===== Document section

We’d hoped for better than this, but the coronavirus mutation had other ideas.
We know enough now to say Omicron is less severe than its predecessors. Perhaps we’re now on a trajectory where each successive wave damages us less and less.
The pandemic will morph into an endemic viral illness. By the time we get to Omega, for most of us maybe these viruses will just be a seasonal inconvenience.
But we’re not there yet. And in the meantime, it’s better to be safe than sorry. Much as I don’t want theatres closed and pubs and restaurants a quarter full, I’d rather that than see our NHS unable to cope and our emergency services compromised.
So, I’m glad I live in Scotland. I’m glad we have someone in charge who listens to scientific advice and acts decisively to protect public health. At least the Scottish government is taking responsibility and doing what it can to compensate those businesses affected.
Not for the first time, England looks like another country. There, dither and delay is the order of the day. And it’s counterproductive. If you’re running a venue, is it better to have the government say you don’t have to close but scares your customers away?
Why this procrastination? Well, as with Brexit and so much else, because of an internal argument in the Tory party.

==========

Work request 1: In the Omicron commentary, what cause does the writer give for England's procrastination?
Work request 2: Write the next part of the Omicron commentary, starting right after its last sentence.
The data after the Omicron commentary play no part in this exercise.

===== Supplied material

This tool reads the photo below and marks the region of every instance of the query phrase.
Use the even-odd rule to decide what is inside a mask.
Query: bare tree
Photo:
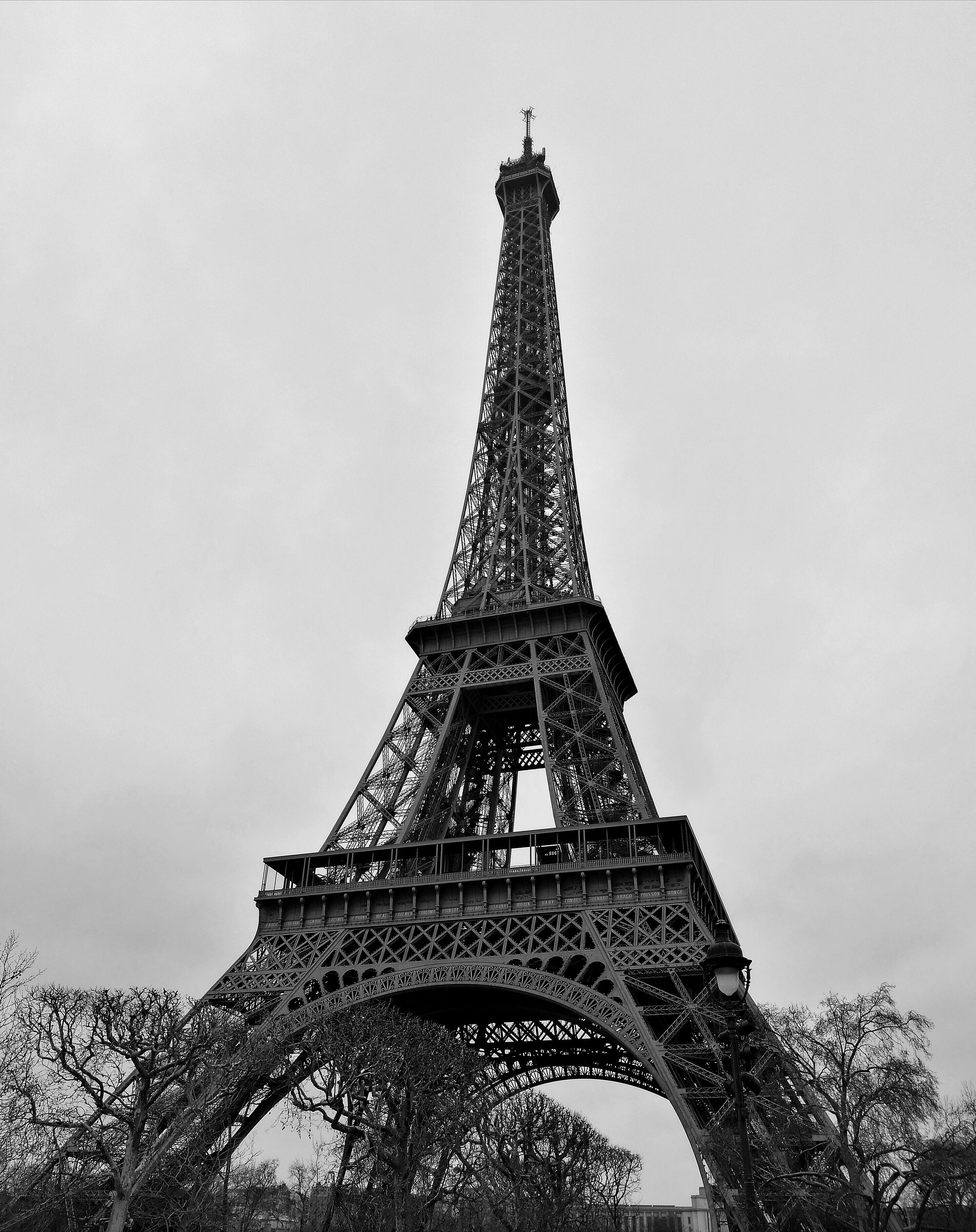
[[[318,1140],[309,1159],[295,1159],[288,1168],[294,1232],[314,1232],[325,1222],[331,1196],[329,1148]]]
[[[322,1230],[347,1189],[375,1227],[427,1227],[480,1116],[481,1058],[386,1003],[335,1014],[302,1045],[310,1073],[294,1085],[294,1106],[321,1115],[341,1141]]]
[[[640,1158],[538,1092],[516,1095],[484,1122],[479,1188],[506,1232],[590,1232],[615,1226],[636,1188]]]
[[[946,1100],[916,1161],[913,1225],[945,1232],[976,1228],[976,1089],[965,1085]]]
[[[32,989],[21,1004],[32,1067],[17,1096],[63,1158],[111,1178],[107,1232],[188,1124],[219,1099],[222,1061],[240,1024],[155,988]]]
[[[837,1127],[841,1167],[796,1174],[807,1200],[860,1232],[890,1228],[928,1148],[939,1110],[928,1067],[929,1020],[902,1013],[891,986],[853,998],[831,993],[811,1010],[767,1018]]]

==========

Expected answer 1: An internal argument in the Tory party.

Expected answer 2:
Two weeks ago, 100 Tory MPs, fully half their backbenchers, voted against even the baby steps Johnson introduced in England before Christmas. Among their ranks are some shocking views. Take Joy Morrisey MP. She decried the measures as those of a “public health socialist state”.
Her comments give us an insight into Tory thinking. It’s true public health mandates are a constraint on individual freedom. For most of us, that’s as it should be.
But for the right wing of the Tory party the freedom of individuals to do what they want regardless of the consequences for others is paramount. The freedom to exploit people through low wages. The freedom to pollute. The freedom to incite hate.
For most of us, individual freedoms are balanced against social responsibility. That’s why we pay some of our wages in taxes, why we don’t drive when drunk, and why we isolate when we have an infectious disease.
For me, this applies to countries too. I can’t wait to reset our politics and give people in Scotland the choice of a better way of governing themselves.
I want Scotland to become politically independent so that we have the freedom to run things the way we want. But I accept we have responsibilities to others too, starting with the good people of England, currently being treated like playthings by the Tory right.
We share this island and whether it’s marine protection, inter-city travel, climate action, or a host of other matters, we need to work together in a better partnership.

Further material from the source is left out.